Problem to work on:
Write out, word for word, the lines of the records below that begin with the line containing "Please provide the mask of every instance of the green" and continue through the final line of the records.

[begin Records shown]

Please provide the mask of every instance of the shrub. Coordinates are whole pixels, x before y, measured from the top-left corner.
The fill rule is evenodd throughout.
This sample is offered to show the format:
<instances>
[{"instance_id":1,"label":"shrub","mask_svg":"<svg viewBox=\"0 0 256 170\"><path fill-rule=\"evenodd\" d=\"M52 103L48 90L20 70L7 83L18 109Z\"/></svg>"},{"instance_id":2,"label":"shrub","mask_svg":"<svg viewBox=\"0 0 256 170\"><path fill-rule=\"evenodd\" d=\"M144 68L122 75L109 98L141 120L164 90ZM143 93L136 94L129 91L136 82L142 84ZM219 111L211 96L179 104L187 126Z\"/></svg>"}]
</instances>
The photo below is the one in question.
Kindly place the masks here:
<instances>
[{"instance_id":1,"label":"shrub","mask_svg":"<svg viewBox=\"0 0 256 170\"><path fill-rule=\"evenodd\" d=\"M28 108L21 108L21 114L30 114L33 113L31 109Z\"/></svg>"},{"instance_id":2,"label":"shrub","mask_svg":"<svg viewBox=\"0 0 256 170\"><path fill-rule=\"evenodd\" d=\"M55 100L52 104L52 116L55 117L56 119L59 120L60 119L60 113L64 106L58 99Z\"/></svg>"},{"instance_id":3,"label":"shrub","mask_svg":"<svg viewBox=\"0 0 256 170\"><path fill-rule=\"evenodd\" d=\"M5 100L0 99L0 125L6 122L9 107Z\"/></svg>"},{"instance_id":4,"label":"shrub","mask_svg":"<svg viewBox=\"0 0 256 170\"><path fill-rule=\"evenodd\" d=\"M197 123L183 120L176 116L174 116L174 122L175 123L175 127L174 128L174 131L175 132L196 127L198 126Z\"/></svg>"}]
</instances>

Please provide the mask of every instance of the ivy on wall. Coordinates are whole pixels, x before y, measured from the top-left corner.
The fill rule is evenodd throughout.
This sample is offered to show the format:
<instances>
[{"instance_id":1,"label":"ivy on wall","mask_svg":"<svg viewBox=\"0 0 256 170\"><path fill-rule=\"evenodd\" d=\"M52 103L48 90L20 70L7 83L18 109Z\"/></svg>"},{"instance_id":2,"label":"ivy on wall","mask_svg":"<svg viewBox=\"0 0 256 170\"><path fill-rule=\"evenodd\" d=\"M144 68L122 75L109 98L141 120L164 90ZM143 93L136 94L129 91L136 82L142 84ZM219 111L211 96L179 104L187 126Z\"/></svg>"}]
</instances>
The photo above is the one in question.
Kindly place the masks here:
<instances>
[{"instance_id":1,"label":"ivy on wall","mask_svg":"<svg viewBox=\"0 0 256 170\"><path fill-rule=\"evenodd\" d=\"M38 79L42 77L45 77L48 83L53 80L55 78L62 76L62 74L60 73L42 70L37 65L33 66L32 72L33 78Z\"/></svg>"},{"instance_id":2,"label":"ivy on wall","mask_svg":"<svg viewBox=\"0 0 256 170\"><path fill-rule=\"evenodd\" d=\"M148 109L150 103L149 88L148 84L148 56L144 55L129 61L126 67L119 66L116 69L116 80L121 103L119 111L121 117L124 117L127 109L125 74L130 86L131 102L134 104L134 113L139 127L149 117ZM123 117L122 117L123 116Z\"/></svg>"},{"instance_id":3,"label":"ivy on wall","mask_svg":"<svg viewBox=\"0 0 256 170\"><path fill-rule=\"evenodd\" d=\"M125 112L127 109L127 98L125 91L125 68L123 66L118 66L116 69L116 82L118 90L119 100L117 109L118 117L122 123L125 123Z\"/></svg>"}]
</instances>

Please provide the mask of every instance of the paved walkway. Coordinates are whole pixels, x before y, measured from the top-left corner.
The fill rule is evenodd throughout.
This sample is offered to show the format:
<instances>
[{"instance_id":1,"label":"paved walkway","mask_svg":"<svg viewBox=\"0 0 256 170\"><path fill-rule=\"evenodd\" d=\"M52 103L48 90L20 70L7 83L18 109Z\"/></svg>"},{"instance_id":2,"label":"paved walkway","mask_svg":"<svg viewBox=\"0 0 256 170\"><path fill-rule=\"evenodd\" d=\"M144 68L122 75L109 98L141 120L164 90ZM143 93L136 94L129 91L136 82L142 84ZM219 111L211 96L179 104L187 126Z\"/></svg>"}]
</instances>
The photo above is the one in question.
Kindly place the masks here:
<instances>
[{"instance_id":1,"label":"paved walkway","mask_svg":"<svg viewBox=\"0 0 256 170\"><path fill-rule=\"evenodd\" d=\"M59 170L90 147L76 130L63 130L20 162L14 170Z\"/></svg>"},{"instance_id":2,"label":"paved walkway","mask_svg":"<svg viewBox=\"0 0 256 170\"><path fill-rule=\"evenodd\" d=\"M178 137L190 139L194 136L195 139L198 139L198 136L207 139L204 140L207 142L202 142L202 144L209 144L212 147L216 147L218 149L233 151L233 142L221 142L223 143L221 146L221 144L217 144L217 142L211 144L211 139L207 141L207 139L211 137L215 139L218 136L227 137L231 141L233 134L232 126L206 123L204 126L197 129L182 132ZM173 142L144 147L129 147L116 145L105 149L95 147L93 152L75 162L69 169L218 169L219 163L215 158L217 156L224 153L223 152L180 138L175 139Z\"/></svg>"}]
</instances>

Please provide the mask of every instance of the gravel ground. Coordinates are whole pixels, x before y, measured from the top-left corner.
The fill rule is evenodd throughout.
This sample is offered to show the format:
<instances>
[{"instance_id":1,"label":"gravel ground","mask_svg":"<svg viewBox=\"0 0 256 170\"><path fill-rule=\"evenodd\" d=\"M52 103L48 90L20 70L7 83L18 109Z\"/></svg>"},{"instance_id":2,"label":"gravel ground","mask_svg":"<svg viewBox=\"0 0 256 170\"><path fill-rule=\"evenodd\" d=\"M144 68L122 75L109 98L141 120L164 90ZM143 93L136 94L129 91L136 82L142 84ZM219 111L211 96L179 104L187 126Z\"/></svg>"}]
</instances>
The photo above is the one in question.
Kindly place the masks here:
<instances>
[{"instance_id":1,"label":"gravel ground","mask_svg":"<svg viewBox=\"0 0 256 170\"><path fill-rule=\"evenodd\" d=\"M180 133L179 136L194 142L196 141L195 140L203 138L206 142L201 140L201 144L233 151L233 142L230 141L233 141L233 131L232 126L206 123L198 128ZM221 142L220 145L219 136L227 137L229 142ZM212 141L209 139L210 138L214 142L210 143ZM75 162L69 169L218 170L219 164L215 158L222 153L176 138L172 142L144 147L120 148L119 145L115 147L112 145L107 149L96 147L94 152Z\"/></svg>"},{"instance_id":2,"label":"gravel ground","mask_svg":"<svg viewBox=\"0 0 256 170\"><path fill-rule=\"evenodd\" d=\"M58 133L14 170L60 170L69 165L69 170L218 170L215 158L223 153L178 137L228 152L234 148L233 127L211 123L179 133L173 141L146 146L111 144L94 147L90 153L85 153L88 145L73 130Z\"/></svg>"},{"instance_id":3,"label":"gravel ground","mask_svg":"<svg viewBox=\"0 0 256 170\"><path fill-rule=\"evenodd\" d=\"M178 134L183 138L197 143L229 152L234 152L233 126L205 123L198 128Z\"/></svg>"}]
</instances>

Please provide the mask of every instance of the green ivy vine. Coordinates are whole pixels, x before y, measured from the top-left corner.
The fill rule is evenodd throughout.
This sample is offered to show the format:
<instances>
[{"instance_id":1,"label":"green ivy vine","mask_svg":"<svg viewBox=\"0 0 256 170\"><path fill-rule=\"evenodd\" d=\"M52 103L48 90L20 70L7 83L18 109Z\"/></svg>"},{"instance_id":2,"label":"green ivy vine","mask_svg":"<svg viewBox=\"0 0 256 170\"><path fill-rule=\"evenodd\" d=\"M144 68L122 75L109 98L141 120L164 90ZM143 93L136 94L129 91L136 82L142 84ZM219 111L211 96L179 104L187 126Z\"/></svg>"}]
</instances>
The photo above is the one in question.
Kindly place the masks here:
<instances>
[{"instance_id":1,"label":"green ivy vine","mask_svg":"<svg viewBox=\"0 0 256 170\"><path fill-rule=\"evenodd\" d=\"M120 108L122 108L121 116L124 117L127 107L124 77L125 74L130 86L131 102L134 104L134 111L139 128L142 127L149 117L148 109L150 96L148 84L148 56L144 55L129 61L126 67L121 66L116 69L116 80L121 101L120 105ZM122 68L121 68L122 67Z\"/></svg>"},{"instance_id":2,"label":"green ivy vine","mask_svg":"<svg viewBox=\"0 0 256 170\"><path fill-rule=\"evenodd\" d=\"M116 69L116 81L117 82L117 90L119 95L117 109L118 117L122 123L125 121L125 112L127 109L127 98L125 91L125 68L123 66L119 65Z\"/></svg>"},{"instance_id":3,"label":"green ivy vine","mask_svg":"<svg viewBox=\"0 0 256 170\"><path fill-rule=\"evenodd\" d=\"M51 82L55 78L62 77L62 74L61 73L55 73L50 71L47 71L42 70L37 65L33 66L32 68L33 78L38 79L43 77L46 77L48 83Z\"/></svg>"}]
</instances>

[end Records shown]

Finished exercise:
Please provide the mask of every instance of the green ivy vine. Coordinates are whole pixels, x before y, measured from the top-left corner.
The fill rule is evenodd throughout.
This sample is offered to show the format:
<instances>
[{"instance_id":1,"label":"green ivy vine","mask_svg":"<svg viewBox=\"0 0 256 170\"><path fill-rule=\"evenodd\" d=\"M52 103L48 90L20 70L7 83L18 109Z\"/></svg>"},{"instance_id":2,"label":"green ivy vine","mask_svg":"<svg viewBox=\"0 0 256 170\"><path fill-rule=\"evenodd\" d=\"M144 68L122 75L109 98L141 120L164 90ZM143 93L136 94L129 91L136 82L142 84ZM219 111L211 96L179 104L187 126Z\"/></svg>"}]
</instances>
The photo above is the one in question.
Kindly place the masks here:
<instances>
[{"instance_id":1,"label":"green ivy vine","mask_svg":"<svg viewBox=\"0 0 256 170\"><path fill-rule=\"evenodd\" d=\"M120 108L122 108L121 116L124 117L127 107L124 77L125 74L130 86L131 102L134 104L134 111L139 128L142 127L149 117L148 109L150 96L148 84L148 56L144 55L129 61L126 67L121 66L116 69L116 80L121 101L120 105ZM122 68L121 68L122 67Z\"/></svg>"},{"instance_id":2,"label":"green ivy vine","mask_svg":"<svg viewBox=\"0 0 256 170\"><path fill-rule=\"evenodd\" d=\"M116 69L116 81L117 82L117 90L119 95L117 109L118 117L122 123L125 121L125 112L127 109L127 98L125 91L125 68L123 66L119 65Z\"/></svg>"},{"instance_id":3,"label":"green ivy vine","mask_svg":"<svg viewBox=\"0 0 256 170\"><path fill-rule=\"evenodd\" d=\"M51 82L55 78L62 77L62 74L61 73L55 73L50 71L47 71L42 70L37 65L33 66L32 68L33 78L38 79L43 77L46 77L48 83Z\"/></svg>"}]
</instances>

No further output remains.